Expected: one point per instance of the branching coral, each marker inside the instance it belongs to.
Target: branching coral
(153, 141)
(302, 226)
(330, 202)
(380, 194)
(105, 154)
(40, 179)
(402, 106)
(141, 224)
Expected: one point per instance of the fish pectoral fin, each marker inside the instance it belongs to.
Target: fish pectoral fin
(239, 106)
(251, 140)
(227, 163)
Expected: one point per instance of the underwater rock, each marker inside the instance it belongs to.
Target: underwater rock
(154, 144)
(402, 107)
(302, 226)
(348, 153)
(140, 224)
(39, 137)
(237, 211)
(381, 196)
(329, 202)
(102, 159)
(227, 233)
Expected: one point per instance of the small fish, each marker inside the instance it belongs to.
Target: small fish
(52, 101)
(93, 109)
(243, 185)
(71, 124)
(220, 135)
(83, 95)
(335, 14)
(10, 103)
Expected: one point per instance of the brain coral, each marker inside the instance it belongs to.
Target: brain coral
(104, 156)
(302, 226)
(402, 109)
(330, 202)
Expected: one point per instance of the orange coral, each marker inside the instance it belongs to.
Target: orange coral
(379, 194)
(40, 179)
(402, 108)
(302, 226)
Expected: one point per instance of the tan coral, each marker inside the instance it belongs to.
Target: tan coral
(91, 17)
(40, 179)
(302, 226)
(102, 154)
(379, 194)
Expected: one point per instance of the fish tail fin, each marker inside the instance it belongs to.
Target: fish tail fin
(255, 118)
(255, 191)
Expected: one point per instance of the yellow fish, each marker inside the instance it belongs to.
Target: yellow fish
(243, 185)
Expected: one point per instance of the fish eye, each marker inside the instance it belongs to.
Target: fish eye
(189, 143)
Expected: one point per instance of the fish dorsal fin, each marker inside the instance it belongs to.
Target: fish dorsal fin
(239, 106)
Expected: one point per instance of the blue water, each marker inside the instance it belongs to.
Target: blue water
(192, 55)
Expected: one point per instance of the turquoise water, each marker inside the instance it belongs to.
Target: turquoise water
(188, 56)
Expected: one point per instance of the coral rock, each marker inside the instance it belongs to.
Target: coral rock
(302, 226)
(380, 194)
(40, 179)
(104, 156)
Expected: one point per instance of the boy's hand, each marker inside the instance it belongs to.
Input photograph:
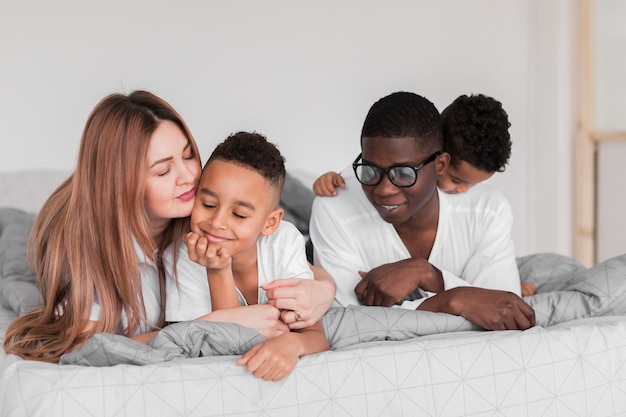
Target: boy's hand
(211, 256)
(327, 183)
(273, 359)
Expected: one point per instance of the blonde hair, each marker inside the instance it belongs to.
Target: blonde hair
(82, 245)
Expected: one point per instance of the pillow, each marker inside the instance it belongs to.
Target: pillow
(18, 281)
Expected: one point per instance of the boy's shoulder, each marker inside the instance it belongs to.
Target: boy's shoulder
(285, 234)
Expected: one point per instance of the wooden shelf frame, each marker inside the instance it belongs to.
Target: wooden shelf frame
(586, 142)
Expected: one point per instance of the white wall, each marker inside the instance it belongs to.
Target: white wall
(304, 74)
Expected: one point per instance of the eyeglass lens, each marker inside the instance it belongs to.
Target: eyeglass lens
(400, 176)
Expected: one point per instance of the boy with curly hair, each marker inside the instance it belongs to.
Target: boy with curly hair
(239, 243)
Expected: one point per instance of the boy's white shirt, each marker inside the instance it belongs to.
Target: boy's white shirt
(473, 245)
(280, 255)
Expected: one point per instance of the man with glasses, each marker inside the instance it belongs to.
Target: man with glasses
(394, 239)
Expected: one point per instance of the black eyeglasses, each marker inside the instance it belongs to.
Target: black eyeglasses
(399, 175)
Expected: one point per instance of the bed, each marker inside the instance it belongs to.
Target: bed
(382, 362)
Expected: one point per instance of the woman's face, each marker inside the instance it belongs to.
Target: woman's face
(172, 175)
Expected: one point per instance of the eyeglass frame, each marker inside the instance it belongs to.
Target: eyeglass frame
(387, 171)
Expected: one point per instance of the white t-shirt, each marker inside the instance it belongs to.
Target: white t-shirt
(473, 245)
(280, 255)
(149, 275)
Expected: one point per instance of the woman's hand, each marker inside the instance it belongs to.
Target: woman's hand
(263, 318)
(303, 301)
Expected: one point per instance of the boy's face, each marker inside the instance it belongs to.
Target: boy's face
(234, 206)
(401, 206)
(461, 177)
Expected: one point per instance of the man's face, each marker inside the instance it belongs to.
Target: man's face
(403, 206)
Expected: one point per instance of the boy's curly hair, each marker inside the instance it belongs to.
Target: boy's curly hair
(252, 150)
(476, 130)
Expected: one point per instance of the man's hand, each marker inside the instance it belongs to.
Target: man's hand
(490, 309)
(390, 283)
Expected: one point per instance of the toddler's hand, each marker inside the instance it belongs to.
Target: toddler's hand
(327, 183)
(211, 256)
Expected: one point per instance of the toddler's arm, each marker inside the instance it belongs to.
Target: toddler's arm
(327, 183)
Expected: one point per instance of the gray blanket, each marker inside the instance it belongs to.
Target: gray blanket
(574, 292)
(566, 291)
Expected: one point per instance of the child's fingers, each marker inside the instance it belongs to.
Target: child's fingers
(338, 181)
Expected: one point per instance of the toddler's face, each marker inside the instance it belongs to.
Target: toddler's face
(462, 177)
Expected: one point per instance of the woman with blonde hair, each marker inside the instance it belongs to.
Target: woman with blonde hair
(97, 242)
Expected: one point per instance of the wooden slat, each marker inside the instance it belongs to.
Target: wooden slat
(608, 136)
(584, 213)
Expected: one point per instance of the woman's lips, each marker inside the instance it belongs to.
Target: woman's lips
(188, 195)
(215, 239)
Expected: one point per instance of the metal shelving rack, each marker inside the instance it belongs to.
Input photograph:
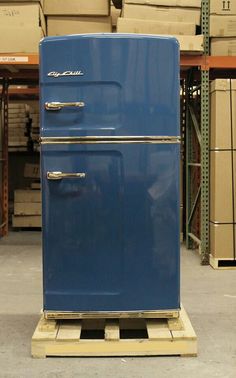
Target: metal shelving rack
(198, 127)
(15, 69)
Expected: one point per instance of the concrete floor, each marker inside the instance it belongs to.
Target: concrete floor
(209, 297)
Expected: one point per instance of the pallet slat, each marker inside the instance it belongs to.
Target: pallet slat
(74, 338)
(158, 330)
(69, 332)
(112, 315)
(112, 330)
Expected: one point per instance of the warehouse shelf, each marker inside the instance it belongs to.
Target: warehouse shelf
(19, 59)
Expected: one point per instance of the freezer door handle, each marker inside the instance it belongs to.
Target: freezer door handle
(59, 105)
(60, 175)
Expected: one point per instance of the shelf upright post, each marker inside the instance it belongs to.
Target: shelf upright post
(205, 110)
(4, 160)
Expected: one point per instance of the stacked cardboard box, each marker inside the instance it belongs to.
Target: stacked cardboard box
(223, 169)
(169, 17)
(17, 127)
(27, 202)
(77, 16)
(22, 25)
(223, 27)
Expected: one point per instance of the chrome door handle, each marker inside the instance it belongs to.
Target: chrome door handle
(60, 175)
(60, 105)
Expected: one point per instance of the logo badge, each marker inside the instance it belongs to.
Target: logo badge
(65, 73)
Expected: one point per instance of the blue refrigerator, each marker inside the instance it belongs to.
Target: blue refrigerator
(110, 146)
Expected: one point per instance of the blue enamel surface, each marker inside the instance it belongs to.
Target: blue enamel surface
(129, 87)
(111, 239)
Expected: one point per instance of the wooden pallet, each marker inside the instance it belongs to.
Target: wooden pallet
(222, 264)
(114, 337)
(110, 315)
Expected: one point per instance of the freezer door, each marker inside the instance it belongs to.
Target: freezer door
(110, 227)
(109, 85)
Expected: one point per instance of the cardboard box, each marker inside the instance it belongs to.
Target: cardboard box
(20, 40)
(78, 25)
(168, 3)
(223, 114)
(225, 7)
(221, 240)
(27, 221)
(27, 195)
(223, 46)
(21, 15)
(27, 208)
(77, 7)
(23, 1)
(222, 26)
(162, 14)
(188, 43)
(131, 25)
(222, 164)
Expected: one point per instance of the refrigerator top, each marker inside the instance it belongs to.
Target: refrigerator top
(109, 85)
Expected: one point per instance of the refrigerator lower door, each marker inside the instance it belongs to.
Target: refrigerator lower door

* * *

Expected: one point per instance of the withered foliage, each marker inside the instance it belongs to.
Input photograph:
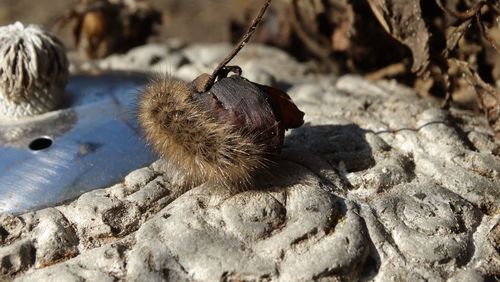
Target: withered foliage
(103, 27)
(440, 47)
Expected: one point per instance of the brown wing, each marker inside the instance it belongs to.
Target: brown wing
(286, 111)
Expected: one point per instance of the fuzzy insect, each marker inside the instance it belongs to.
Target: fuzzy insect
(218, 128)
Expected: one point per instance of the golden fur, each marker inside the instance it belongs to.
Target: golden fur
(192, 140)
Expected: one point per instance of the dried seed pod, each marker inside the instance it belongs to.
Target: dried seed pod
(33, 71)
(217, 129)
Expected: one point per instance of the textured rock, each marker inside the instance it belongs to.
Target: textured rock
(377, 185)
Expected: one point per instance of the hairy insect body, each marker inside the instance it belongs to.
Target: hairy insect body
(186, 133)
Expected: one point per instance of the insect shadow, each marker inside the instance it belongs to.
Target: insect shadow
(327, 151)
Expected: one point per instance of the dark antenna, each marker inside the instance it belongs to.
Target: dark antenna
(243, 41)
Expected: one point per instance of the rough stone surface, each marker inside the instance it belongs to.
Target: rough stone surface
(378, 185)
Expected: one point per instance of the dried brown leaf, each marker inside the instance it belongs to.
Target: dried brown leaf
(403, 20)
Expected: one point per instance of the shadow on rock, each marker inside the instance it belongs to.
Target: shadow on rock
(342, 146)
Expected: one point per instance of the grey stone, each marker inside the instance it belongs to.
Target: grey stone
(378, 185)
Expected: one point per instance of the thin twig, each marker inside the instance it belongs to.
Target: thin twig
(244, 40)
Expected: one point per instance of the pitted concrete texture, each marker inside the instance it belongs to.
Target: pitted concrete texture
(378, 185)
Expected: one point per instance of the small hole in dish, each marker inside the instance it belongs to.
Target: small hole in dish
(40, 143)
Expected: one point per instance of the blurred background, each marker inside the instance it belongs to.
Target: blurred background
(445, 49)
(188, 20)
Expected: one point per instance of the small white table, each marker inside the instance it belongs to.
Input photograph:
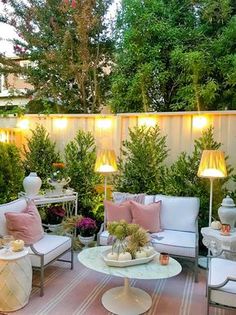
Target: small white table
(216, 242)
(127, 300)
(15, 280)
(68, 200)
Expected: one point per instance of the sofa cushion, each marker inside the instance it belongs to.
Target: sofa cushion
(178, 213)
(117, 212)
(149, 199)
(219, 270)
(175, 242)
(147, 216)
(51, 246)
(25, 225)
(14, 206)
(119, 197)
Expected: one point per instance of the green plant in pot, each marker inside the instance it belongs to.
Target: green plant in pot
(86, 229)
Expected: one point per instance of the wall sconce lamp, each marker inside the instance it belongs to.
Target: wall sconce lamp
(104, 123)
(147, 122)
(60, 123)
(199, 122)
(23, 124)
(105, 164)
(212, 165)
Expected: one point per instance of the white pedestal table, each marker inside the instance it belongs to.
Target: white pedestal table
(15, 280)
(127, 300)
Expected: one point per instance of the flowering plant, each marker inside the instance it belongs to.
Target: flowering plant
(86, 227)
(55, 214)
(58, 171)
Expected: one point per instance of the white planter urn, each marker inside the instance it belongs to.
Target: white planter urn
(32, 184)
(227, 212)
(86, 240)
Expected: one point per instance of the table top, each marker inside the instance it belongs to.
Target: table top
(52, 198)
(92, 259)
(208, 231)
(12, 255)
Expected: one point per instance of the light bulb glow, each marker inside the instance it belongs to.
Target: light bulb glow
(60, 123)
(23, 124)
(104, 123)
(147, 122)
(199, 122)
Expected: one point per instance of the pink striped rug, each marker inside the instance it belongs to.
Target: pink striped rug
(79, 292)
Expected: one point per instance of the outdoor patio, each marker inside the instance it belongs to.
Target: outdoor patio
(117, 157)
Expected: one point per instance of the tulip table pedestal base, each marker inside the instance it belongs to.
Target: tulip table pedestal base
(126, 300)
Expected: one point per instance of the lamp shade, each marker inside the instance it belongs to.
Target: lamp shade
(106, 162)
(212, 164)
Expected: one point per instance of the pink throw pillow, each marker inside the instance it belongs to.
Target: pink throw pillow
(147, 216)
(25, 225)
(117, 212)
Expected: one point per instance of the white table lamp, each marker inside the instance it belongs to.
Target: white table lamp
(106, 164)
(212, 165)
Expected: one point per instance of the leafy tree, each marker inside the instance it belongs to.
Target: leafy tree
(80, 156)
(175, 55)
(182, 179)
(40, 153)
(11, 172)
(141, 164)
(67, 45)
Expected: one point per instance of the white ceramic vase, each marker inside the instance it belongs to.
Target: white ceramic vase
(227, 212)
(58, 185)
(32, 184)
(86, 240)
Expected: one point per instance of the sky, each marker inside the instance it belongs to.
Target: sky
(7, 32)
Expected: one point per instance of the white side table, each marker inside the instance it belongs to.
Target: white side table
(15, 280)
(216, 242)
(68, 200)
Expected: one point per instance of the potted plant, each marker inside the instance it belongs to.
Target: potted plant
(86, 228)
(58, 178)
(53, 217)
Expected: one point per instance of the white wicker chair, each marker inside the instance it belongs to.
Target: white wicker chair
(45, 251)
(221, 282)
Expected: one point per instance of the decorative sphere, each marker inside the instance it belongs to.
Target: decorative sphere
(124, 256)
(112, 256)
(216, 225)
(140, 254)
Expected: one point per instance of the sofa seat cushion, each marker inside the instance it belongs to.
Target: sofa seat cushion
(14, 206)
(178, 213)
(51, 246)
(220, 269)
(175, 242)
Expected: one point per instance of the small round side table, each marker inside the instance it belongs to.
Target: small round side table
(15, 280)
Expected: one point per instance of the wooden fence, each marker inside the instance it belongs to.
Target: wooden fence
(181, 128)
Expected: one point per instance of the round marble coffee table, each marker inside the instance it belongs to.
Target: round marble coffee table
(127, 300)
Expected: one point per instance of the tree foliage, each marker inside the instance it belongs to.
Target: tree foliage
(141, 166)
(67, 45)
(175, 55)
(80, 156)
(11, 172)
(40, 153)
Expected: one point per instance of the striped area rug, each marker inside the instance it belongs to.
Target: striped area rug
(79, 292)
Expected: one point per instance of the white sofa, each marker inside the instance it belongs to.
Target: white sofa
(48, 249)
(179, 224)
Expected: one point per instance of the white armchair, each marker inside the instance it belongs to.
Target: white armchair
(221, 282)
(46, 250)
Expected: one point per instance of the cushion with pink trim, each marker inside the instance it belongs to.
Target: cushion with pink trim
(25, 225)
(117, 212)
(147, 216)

* * *

* _Goal of the exercise_: Please find every line in the entries above that contains the word "marble", matching case exactly, and copy each of those lines.

* _Task result_:
Expected: one point per instance of the round marble coffee table, each marker inside the instance it belongs to.
Target: round marble coffee table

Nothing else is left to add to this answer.